* _Task instructions_
Starting at the line with "water in the photo above." and going on through the line with "hand in the photo above.", reproduce each line in the records below exactly and nothing more.

--- Input material ---

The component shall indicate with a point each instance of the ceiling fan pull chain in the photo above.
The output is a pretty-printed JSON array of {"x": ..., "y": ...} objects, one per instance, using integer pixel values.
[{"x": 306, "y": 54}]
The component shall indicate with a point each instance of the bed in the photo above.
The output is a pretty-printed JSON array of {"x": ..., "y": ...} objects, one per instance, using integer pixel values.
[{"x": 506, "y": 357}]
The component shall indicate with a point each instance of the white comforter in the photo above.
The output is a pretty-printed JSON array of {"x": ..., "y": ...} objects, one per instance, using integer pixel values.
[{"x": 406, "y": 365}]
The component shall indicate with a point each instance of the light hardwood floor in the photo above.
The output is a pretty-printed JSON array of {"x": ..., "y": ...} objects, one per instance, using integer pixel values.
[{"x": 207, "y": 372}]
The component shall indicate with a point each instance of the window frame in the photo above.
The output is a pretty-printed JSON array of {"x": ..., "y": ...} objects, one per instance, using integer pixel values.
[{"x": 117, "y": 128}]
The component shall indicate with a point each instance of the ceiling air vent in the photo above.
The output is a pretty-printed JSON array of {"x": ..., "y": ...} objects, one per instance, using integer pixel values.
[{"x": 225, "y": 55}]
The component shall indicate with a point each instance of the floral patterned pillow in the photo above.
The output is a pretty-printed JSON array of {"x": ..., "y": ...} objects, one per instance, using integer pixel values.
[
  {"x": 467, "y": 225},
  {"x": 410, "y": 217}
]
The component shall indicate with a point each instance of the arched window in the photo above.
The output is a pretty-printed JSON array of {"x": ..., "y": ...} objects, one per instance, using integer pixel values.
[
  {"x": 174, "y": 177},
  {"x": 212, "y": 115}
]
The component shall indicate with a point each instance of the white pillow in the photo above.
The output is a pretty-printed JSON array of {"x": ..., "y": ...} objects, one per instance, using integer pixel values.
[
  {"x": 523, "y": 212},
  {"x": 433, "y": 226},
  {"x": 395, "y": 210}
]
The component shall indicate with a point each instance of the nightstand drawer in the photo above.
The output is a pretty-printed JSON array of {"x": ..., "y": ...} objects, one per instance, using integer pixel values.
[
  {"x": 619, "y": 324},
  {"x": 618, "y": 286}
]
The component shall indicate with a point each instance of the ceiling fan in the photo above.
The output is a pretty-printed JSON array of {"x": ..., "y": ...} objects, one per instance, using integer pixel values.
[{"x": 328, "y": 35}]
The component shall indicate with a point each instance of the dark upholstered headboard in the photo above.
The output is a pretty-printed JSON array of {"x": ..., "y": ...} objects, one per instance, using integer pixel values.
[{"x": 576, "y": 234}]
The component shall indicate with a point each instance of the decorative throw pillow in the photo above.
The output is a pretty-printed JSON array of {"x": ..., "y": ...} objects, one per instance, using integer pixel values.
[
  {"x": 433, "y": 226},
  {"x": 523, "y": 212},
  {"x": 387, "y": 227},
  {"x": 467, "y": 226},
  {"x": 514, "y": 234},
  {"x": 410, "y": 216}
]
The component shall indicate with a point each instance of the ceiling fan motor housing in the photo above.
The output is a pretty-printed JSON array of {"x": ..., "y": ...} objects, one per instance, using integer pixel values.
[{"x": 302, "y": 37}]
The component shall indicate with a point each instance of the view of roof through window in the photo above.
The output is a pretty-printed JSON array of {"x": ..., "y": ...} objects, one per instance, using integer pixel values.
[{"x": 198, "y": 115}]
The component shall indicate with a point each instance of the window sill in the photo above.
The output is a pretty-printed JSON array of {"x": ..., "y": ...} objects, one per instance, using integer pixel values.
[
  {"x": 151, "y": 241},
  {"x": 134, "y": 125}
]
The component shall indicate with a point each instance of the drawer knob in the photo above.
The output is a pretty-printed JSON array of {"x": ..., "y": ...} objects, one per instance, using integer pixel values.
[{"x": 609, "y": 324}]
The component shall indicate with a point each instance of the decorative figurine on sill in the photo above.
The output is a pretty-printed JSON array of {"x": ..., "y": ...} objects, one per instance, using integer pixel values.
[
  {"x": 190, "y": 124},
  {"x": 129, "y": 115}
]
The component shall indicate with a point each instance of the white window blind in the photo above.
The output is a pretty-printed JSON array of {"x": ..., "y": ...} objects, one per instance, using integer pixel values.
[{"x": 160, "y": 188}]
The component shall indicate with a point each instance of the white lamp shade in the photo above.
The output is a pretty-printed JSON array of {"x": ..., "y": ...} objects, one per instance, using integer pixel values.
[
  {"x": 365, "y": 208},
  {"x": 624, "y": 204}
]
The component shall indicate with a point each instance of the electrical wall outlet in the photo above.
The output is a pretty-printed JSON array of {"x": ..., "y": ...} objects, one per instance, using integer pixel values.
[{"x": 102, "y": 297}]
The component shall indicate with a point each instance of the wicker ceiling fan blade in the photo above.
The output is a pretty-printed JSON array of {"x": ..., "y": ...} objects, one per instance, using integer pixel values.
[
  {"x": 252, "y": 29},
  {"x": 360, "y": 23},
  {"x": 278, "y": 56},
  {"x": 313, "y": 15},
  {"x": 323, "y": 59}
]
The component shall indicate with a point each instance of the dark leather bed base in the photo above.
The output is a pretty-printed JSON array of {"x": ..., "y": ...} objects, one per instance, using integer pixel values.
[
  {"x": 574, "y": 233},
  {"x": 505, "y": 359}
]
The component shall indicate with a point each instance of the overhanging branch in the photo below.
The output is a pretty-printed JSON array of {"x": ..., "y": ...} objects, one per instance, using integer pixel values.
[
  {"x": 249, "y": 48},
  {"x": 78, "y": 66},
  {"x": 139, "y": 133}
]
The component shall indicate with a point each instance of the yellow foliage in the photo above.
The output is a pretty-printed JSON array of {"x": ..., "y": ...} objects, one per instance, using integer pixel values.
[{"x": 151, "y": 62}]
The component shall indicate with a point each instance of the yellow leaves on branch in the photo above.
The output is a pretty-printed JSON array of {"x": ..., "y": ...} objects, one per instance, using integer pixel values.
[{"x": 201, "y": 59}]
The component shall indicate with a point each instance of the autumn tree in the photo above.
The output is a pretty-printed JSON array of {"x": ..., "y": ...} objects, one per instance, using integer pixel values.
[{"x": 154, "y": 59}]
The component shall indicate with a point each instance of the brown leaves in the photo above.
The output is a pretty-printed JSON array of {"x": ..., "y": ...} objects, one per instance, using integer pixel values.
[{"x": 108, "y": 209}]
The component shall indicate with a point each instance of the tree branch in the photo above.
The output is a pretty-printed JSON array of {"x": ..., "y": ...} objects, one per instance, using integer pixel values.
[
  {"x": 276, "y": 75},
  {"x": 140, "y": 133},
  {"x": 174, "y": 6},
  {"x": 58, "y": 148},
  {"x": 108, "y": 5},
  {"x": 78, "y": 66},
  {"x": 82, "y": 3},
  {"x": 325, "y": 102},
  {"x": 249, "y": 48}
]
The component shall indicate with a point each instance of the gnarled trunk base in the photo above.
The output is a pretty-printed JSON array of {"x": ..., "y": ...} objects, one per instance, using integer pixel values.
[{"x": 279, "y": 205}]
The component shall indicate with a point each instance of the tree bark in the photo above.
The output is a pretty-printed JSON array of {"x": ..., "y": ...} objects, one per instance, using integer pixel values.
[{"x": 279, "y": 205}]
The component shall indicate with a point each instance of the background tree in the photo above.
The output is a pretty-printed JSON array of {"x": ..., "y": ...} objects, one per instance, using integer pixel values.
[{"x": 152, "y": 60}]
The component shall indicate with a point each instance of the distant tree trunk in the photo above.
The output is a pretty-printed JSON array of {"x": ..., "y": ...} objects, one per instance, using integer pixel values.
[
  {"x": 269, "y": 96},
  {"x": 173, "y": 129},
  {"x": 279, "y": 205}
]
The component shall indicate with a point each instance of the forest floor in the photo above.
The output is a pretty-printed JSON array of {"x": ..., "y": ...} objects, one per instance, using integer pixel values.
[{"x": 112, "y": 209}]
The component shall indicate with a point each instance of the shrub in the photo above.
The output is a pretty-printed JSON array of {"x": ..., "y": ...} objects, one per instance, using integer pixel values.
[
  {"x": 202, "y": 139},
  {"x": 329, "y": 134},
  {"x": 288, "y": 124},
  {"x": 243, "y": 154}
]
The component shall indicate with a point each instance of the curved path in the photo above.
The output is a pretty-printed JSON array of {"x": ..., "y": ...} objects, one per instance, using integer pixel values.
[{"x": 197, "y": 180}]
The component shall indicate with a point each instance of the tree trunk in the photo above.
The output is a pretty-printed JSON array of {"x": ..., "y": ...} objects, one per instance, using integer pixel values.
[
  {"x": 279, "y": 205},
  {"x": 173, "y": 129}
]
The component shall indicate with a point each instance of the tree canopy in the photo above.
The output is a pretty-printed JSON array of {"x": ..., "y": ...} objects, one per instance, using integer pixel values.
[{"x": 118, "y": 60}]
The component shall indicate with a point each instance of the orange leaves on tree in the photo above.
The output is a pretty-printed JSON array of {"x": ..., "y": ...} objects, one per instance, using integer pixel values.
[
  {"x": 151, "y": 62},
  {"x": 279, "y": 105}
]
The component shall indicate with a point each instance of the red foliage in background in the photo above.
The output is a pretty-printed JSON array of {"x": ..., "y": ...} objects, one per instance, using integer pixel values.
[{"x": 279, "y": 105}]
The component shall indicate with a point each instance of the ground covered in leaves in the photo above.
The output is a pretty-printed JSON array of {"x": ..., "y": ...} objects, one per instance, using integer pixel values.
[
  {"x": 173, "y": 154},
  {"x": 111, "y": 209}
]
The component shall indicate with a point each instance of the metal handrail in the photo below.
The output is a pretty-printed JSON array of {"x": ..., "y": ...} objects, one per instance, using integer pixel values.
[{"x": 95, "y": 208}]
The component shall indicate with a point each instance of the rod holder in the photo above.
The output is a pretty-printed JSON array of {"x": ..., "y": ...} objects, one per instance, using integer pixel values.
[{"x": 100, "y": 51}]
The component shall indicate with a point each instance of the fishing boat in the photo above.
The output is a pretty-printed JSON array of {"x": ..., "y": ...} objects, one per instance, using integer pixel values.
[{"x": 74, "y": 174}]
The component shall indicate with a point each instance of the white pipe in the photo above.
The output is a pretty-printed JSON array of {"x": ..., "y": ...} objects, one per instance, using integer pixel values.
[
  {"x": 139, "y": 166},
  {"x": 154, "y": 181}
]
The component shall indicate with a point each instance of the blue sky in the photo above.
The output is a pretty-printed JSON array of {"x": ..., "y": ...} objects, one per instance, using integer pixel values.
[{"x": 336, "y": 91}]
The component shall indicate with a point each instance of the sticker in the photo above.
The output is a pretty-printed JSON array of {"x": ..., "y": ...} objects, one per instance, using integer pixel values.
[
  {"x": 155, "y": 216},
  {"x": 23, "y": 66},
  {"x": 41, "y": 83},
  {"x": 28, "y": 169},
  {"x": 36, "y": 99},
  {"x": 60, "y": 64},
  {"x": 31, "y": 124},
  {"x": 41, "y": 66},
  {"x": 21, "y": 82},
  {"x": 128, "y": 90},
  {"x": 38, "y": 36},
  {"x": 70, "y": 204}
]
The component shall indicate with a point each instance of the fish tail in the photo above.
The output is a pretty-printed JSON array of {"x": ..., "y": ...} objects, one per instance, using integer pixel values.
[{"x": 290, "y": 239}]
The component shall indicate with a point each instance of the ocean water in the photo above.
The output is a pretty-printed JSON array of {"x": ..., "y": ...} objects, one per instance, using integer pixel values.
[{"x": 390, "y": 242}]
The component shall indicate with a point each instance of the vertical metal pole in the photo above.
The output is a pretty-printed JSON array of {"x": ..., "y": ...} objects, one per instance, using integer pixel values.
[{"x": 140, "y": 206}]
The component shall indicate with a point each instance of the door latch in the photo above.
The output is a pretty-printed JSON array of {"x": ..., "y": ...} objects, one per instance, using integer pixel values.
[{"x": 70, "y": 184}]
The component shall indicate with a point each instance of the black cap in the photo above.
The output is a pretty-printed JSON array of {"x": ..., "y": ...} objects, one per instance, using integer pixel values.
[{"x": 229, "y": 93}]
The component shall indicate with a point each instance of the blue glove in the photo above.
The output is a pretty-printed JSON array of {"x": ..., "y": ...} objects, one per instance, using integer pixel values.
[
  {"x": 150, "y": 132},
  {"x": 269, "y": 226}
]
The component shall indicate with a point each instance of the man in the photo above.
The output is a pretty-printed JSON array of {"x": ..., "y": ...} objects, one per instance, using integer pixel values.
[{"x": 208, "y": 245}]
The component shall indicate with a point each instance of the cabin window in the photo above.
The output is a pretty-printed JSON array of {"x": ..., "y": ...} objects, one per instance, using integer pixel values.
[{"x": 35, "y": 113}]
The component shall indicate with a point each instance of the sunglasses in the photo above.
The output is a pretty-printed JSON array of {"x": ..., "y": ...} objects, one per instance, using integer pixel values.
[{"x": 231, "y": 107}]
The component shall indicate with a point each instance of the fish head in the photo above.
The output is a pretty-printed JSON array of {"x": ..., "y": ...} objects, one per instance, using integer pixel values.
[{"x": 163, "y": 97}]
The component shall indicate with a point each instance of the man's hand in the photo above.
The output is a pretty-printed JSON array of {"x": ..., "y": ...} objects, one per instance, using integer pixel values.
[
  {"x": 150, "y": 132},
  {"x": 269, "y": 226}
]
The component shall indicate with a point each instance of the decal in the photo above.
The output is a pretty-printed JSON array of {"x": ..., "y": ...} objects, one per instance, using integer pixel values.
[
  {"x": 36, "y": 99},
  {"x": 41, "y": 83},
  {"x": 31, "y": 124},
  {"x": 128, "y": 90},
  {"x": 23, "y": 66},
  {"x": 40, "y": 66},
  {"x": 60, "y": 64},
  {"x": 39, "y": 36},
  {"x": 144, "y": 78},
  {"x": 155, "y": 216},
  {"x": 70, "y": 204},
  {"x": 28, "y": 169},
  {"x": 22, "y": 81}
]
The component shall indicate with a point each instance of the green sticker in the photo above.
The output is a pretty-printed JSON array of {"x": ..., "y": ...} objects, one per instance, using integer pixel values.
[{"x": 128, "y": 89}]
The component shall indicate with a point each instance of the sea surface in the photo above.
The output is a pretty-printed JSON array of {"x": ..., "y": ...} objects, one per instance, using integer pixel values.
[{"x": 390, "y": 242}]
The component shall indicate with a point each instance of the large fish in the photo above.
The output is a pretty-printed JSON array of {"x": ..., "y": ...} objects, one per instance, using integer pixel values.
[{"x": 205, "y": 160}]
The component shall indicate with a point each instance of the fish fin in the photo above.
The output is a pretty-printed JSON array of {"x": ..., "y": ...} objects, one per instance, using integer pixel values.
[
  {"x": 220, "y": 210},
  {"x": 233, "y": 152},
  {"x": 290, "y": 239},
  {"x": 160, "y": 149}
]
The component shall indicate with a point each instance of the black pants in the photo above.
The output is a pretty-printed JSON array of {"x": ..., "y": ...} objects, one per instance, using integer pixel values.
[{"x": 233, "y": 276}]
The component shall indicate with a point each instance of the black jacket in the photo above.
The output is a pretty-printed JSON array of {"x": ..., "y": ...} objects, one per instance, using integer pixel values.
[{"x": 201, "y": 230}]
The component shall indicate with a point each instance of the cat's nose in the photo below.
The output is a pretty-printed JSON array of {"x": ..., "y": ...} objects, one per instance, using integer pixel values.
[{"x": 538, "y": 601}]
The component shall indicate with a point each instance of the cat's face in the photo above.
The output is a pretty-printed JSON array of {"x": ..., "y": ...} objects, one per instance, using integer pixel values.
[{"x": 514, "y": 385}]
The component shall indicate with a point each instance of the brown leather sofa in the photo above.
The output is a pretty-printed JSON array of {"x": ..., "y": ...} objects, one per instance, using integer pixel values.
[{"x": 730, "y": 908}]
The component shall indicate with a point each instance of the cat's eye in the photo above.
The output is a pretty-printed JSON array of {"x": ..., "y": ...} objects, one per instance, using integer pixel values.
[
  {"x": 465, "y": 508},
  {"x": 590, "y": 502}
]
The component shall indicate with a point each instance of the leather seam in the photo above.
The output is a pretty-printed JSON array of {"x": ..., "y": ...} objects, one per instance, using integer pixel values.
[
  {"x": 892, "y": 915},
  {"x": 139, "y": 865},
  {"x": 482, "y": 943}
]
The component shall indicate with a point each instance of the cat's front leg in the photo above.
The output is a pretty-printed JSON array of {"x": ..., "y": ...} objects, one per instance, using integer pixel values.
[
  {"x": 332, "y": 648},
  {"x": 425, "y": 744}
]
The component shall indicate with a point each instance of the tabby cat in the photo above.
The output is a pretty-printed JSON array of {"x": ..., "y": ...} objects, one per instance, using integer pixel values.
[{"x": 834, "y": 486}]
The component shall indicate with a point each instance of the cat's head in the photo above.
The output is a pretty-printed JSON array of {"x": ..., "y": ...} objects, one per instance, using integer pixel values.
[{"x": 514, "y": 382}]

---

* _Result below_
The component shall indicate with a point each instance of the ocean water in the photo above.
The output is a pretty-printed JSON array of {"x": ..., "y": ...} objects, one per instance, using integer pixel values.
[{"x": 390, "y": 242}]
The component shall indicate with a point each instance of the vertical metal pole in the photo above.
The output is a pretty-printed JSON array of {"x": ..., "y": ...} objects, one per instance, using integer pixel values.
[{"x": 140, "y": 206}]
The component shall indicate with a point each instance of the door latch in the photo above.
The output is a pretty-printed JSON array of {"x": ..., "y": ...} objects, one per instance, using integer pixel values.
[{"x": 70, "y": 184}]
The component shall indicate with a point each instance of the black cap in the photo above.
The output is a pretty-printed JSON array of {"x": ..., "y": ...} objects, one per instance, using integer pixel values.
[{"x": 229, "y": 93}]
The component shall indicate with a point each instance of the blue glove in the photo above.
The output is a pretty-printed JSON array of {"x": ..., "y": ...} objects, one per instance, using integer pixel values.
[
  {"x": 150, "y": 132},
  {"x": 269, "y": 226}
]
The component shall indicate with a point each instance of the man in the photo above.
The output is a pretty-printed JSON array of {"x": ..., "y": ...} objects, one per instance, using integer pixel values.
[{"x": 208, "y": 245}]
The component shall indicate with a point each instance of the cabin window in the photo above.
The output is a pretty-printed JSON array of {"x": ..., "y": ...} objects, one per instance, using integer pixel values.
[{"x": 35, "y": 113}]
The component shall indicate with a point each instance of the sunglasses in the photo above.
The output is a pretty-printed JSON array of {"x": ..., "y": ...} objects, one per instance, using integer pixel values.
[{"x": 231, "y": 107}]
The component shall indicate with a point each instance of the fish head in the photo above.
The output is a pretty-printed JSON array of {"x": ..., "y": ...} objects, one per instance, using integer pixel values.
[{"x": 163, "y": 97}]
The component shall indicate with a point each instance of the man's hand in the photo above.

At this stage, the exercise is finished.